**MATERIALS PROVIDED**
***

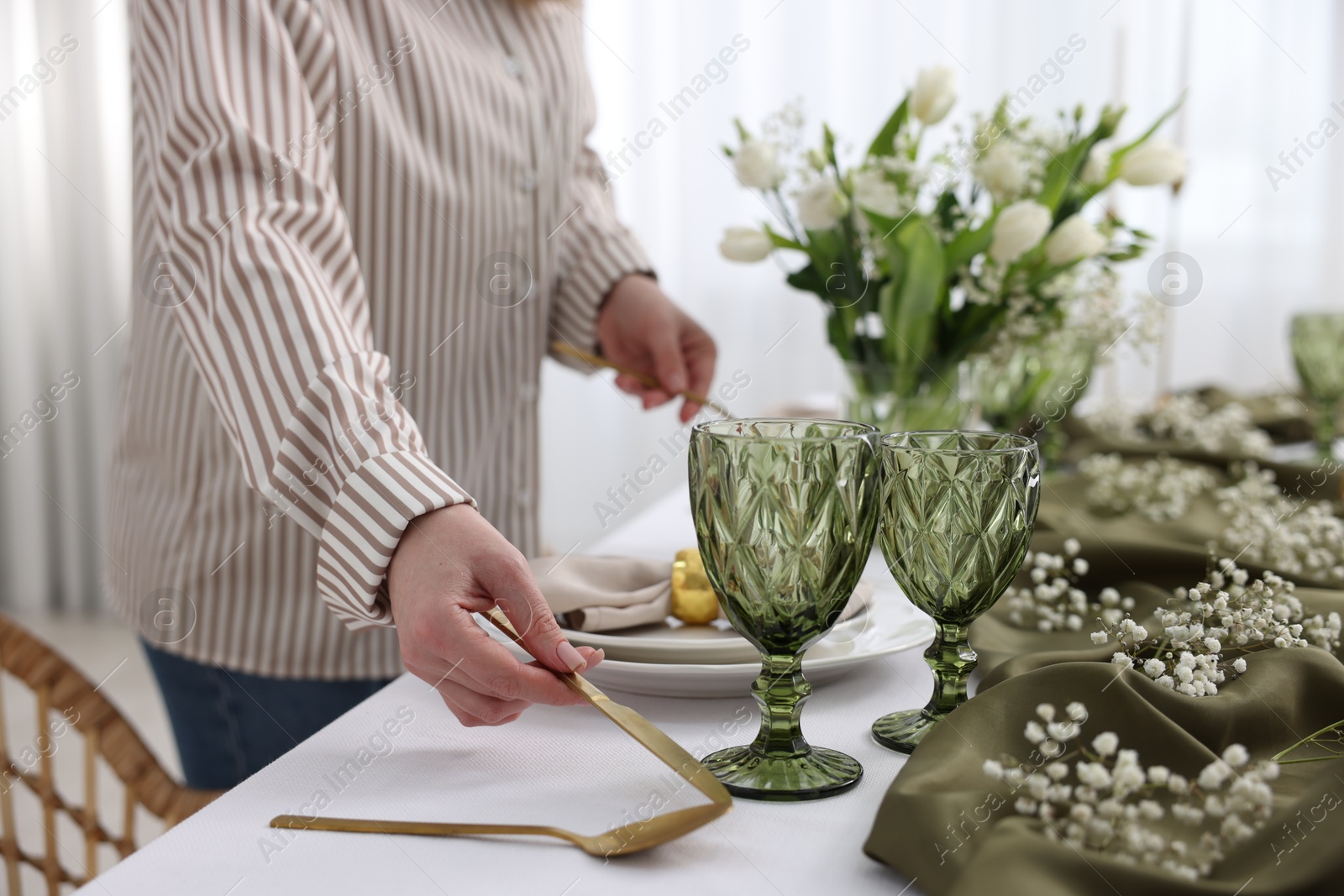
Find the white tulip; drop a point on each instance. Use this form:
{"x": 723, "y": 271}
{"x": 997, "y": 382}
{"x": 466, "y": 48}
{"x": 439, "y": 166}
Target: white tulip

***

Every record above should be transcribed exactly; the pictures stay out of the copy.

**TASK RESULT**
Find the white tulip; drop a point on each instance. Use this form:
{"x": 723, "y": 271}
{"x": 997, "y": 382}
{"x": 466, "y": 48}
{"x": 439, "y": 166}
Target: white tulip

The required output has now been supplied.